━━ Data rows
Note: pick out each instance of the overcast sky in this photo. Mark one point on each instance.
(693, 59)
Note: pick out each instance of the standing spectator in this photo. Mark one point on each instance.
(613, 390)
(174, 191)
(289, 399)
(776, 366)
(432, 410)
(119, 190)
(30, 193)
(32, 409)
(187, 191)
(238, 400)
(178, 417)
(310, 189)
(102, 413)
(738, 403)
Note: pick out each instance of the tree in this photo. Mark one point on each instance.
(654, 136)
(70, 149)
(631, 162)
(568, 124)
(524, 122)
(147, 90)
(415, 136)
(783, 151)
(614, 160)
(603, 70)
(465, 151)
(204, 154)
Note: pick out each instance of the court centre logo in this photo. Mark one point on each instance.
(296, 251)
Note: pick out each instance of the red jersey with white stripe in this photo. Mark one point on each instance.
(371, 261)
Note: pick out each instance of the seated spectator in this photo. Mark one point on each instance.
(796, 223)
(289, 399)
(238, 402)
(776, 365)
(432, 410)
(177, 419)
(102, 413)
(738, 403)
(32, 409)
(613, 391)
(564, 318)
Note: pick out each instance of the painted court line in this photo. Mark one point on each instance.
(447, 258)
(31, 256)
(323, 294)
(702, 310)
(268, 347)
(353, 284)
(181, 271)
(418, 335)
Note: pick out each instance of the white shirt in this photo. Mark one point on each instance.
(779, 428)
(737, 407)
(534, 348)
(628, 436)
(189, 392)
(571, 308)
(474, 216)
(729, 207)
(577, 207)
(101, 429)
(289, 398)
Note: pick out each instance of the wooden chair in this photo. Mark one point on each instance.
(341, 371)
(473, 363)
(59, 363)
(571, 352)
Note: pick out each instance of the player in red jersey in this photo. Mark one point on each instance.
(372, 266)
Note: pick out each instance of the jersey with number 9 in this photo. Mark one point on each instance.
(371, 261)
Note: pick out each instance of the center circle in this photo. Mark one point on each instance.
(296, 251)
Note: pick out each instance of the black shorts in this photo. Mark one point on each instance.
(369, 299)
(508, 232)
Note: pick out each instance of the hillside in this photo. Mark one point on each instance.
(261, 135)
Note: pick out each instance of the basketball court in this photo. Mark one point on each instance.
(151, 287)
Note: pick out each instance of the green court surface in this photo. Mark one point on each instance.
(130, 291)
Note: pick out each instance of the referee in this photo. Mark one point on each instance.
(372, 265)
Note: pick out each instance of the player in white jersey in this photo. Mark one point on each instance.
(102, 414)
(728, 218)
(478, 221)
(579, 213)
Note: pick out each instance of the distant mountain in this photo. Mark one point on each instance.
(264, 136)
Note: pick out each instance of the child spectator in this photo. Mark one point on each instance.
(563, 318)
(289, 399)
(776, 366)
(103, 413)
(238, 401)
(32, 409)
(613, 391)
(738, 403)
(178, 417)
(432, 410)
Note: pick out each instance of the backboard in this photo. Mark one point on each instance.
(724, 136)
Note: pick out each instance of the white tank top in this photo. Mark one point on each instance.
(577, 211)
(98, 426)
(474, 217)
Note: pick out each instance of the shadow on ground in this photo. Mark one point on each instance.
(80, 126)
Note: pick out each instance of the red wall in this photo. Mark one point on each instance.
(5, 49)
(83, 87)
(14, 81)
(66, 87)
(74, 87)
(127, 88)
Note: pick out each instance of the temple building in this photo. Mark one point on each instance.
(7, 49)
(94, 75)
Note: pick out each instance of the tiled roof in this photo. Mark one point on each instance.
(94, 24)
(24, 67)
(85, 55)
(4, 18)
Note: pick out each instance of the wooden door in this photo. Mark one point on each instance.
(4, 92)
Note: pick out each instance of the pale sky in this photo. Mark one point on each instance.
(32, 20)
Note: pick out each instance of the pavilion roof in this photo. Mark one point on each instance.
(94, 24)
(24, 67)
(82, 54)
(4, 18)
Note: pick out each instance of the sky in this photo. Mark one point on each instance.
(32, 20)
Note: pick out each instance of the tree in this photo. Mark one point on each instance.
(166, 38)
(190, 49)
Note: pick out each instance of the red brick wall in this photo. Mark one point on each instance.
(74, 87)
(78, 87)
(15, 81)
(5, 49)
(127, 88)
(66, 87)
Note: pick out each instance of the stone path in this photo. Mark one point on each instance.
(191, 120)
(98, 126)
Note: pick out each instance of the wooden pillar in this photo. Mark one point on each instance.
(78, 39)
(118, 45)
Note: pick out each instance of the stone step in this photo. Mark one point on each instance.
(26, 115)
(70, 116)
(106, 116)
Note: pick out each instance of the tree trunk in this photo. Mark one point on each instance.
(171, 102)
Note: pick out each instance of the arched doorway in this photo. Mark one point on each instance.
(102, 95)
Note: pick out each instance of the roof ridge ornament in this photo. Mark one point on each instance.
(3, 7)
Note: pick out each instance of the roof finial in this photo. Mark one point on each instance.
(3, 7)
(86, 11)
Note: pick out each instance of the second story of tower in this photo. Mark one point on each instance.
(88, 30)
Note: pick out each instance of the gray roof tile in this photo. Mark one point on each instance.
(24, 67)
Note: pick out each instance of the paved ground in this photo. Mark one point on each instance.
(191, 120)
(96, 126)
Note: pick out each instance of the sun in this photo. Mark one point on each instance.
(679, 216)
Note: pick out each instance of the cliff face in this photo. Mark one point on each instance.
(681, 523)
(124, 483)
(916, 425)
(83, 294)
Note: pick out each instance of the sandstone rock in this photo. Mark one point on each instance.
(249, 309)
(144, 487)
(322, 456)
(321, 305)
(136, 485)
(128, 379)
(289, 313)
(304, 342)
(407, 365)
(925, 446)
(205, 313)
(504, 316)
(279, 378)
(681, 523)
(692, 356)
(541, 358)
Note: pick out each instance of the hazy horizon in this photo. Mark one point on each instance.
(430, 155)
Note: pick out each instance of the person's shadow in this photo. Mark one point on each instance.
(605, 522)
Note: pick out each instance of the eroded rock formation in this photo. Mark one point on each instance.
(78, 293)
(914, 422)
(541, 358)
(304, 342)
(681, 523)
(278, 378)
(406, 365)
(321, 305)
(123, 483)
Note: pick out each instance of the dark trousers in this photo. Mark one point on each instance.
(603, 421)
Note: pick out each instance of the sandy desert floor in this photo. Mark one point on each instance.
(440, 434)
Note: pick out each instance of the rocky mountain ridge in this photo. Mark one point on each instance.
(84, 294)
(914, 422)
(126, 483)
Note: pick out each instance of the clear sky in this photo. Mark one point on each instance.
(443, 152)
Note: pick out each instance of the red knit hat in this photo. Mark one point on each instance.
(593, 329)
━━━━
## Objective
Rewrite every line of the items above as a JSON list of strings, one string per line, leaving out blank lines.

## Response to this exercise
[
  "Note: pick out each instance of the overcast sky in this photo. Mark one point on each instance.",
  "(693, 59)",
  "Note: pick out each instance of the standing spectator in this photo. Mark one point on each instance.",
  "(613, 390)",
  "(174, 191)",
  "(289, 399)",
  "(776, 366)",
  "(432, 410)",
  "(119, 190)",
  "(30, 193)",
  "(32, 409)",
  "(187, 191)",
  "(238, 400)",
  "(178, 417)",
  "(310, 189)",
  "(102, 413)",
  "(738, 403)",
  "Note: pick out each instance of the tree in this photo. Mark one point on each instance.",
  "(654, 136)",
  "(70, 149)",
  "(631, 162)",
  "(568, 124)",
  "(524, 122)",
  "(147, 90)",
  "(415, 136)",
  "(783, 151)",
  "(614, 160)",
  "(603, 70)",
  "(465, 151)",
  "(204, 154)",
  "Note: pick out each instance of the court centre logo in this photo. Mark one point on each instance.",
  "(296, 251)",
  "Note: pick out each instance of the red jersey with white stripe in this photo. Mark one point on each instance.",
  "(371, 261)",
  "Note: pick out each instance of the seated spectator in this photo. Mark one point on each instance.",
  "(796, 223)",
  "(289, 399)",
  "(238, 402)",
  "(776, 365)",
  "(432, 410)",
  "(177, 419)",
  "(102, 413)",
  "(738, 403)",
  "(32, 409)",
  "(613, 391)",
  "(564, 318)",
  "Note: pick out each instance of the painted court line in this photo. Mark one point on each instance.",
  "(447, 258)",
  "(31, 256)",
  "(323, 294)",
  "(702, 310)",
  "(268, 347)",
  "(353, 284)",
  "(181, 271)",
  "(418, 335)",
  "Note: pick out each instance of the white shirt in this photo. Mark one point on each instance.",
  "(779, 428)",
  "(737, 407)",
  "(534, 348)",
  "(628, 436)",
  "(189, 392)",
  "(571, 308)",
  "(474, 216)",
  "(729, 207)",
  "(577, 207)",
  "(101, 429)",
  "(289, 398)",
  "Note: pick out each instance of the wooden chair in this photo. Mark one point on each instance.",
  "(341, 371)",
  "(473, 363)",
  "(59, 363)",
  "(571, 352)",
  "Note: pick out each instance of the player in red jersey in this photo. Mark one point on each instance.",
  "(372, 266)",
  "Note: pick out each instance of the jersey with number 9 in this photo. Mark one point on each instance.",
  "(371, 261)",
  "Note: pick out each instance of the center circle in this photo. Mark one point on each instance.",
  "(296, 251)",
  "Note: pick out each instance of the black shorts in this photo. Mark one point on each instance.",
  "(369, 299)",
  "(508, 232)",
  "Note: pick out each instance of the hillside in this photo. Mark one point on each instance.",
  "(261, 135)",
  "Note: pick out each instance of the basketball court in this photo. Mark one point on each instance.",
  "(151, 287)",
  "Note: pick out each instance of the green court surface in this photo. Mark one point on each instance.",
  "(130, 291)",
  "Note: pick out each instance of the referee in this photo. Mark one point on each instance.",
  "(372, 265)",
  "Note: pick out each instance of the player in white jersey in this photo. Mark one point on each instance.",
  "(102, 414)",
  "(728, 218)",
  "(478, 221)",
  "(579, 213)",
  "Note: pick out each instance of the distant mountain in this photo. Mark one point on each instance.",
  "(264, 136)",
  "Note: pick out each instance of the child spectator in this photo. Mark one point on each instance.",
  "(563, 318)",
  "(289, 399)",
  "(776, 366)",
  "(103, 413)",
  "(238, 401)",
  "(32, 409)",
  "(613, 391)",
  "(738, 403)",
  "(178, 417)",
  "(432, 410)",
  "Note: pick out each instance of the backboard in this photo. Mark one point on each instance.",
  "(724, 136)",
  "Note: pick out each instance of the white tank top in this photo. Mark one point on each instance.",
  "(577, 211)",
  "(98, 426)",
  "(474, 217)",
  "Note: pick out each instance of the shadow on ground in this photo. Mark one point on each instance.",
  "(80, 126)",
  "Note: pick out each instance of the red wall in this photo. Mark one point on each instance.",
  "(5, 49)",
  "(83, 87)",
  "(14, 81)",
  "(66, 87)",
  "(74, 87)",
  "(127, 88)",
  "Note: pick out each instance of the temple building in this photo. Mark one point on each instance.",
  "(7, 49)",
  "(94, 75)",
  "Note: pick out each instance of the tiled roof in this photo. Mark one point on each instance.",
  "(94, 24)",
  "(24, 67)",
  "(85, 55)",
  "(4, 18)",
  "Note: pick out each instance of the wooden door in this photo. Mark one point on each instance.",
  "(4, 92)",
  "Note: pick out each instance of the pale sky in this photo. Mark one point on each instance.",
  "(32, 20)",
  "Note: pick out each instance of the pavilion roof in this photo. Mark one point on each instance.",
  "(94, 24)",
  "(24, 67)",
  "(82, 54)",
  "(4, 18)",
  "Note: pick out each instance of the sky in this photo. Mark one point on each instance.",
  "(32, 20)",
  "Note: pick out each instance of the tree in this photo. Mark one point on each instance.",
  "(166, 38)",
  "(190, 49)",
  "Note: pick out each instance of the red brick wall in this photo. Mark one point on each instance.",
  "(74, 87)",
  "(78, 87)",
  "(15, 81)",
  "(5, 49)",
  "(127, 88)",
  "(66, 87)",
  "Note: pick out each instance of the stone path in this photo. Mark one point on each instance.",
  "(191, 120)",
  "(98, 126)",
  "Note: pick out each instance of the wooden pillar in this photo. Mark one point on each instance.",
  "(78, 39)",
  "(118, 45)",
  "Note: pick out each instance of the stone step in this photo. Mark one point on each instance.",
  "(26, 115)",
  "(70, 116)",
  "(106, 116)",
  "Note: pick out each instance of the tree trunk in this photo. Mark one point on each instance.",
  "(171, 102)",
  "Note: pick out each instance of the arched doorway in this photo. Mark one point on each instance.",
  "(102, 95)",
  "Note: pick out each instance of the roof ridge ornament in this photo. Mark one point on each instance.",
  "(3, 7)",
  "Note: pick out each instance of the roof finial in this photo. Mark one point on each instance.",
  "(3, 7)",
  "(86, 11)",
  "Note: pick out each instance of the second story of tower in this photo. Mark one point on each instance.",
  "(88, 30)",
  "Note: pick out each instance of the gray roof tile in this photo. Mark one point on each instance.",
  "(24, 67)",
  "Note: pick out each instance of the paved ground in this photo. Mark one point on each instance.",
  "(191, 120)",
  "(96, 126)",
  "Note: pick out each instance of the sun in this photo. Mark one point on each instance.",
  "(679, 216)",
  "Note: pick out each instance of the cliff face in this photo. Mark one point on each instance.",
  "(681, 523)",
  "(124, 483)",
  "(916, 425)",
  "(83, 294)",
  "Note: pick out each instance of the sandstone rock in this photo. Mark one point on each instance.",
  "(249, 309)",
  "(144, 487)",
  "(322, 456)",
  "(321, 305)",
  "(136, 485)",
  "(128, 379)",
  "(289, 313)",
  "(304, 342)",
  "(407, 365)",
  "(925, 446)",
  "(205, 313)",
  "(504, 316)",
  "(279, 378)",
  "(681, 523)",
  "(692, 356)",
  "(541, 358)",
  "Note: pick out each instance of the hazy horizon in this photo. Mark one point on each instance.",
  "(430, 155)",
  "Note: pick out each instance of the person's shadow in this photo. Mark one point on each instance.",
  "(605, 522)",
  "Note: pick out each instance of the eroded rock formation in this photo. Mark one point on each instance.",
  "(78, 293)",
  "(914, 422)",
  "(541, 358)",
  "(304, 342)",
  "(681, 523)",
  "(278, 378)",
  "(406, 365)",
  "(321, 305)",
  "(123, 483)",
  "Note: pick out each instance of the dark trousers in this photo. Mark one point on each instance.",
  "(603, 421)",
  "Note: pick out each instance of the sandy desert floor in this photo. Mark one point on each instance.",
  "(440, 434)",
  "Note: pick out each instance of the rocky mountain ridge in this photo. Mark one point on each instance.",
  "(84, 294)",
  "(914, 422)",
  "(126, 483)",
  "Note: pick out each instance of the clear sky in this photo. Mark one point on each instance.",
  "(443, 152)",
  "Note: pick out each instance of the red knit hat in this photo. Mark one point on each instance.",
  "(593, 329)"
]